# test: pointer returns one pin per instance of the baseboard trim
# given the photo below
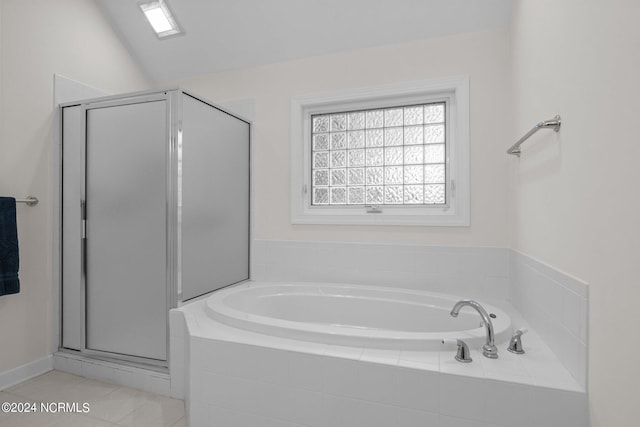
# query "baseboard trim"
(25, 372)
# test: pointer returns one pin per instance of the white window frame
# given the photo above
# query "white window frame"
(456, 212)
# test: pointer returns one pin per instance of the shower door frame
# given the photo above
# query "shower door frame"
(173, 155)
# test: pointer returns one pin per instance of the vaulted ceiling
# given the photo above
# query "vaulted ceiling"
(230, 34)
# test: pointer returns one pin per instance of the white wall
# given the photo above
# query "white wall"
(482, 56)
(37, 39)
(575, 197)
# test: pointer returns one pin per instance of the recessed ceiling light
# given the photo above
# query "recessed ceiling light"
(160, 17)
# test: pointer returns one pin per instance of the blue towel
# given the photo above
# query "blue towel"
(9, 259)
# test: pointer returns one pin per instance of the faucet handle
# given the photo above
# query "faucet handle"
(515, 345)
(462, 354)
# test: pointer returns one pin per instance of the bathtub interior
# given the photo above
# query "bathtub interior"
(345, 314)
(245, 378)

++++

- ASSIGNMENT: Would you reproduce the records exactly as they stand, but without the pictures?

- SOLVED EXERCISE:
# test: pointer returns one pin per instance of the baseboard trim
# given the photo below
# query "baseboard trim"
(25, 372)
# test: pointer returns one pin per instance of the white window frame
# given the photo above
# query "white window frame"
(456, 212)
# test: pointer returns one pin per instance of the shower door frame
# given the photo above
# query "shower door frame"
(173, 155)
# test: pointer returns one pin per instance of the vaulted ceiling
# given the photo above
# query "vaulted ceiling"
(230, 34)
# test: pointer returns one pin per instance of the white wall
# given the photo above
# query "white wall"
(482, 56)
(37, 39)
(575, 197)
# test: pointer returns one pin per instance of the recessed ceiling light
# given the photo above
# query "recessed ceiling light"
(160, 17)
# test: pointer returns one pin per instance of the blue towel
# given the photo above
# query "blue towel"
(9, 259)
# test: pointer returns one pin per instance of the faucet handle
# given the photo above
# query "faucet handle"
(515, 345)
(462, 354)
# test: pointer returns one pin per instance of the bathtub interior
# given the photo above
# query "bathtub interior"
(345, 314)
(245, 378)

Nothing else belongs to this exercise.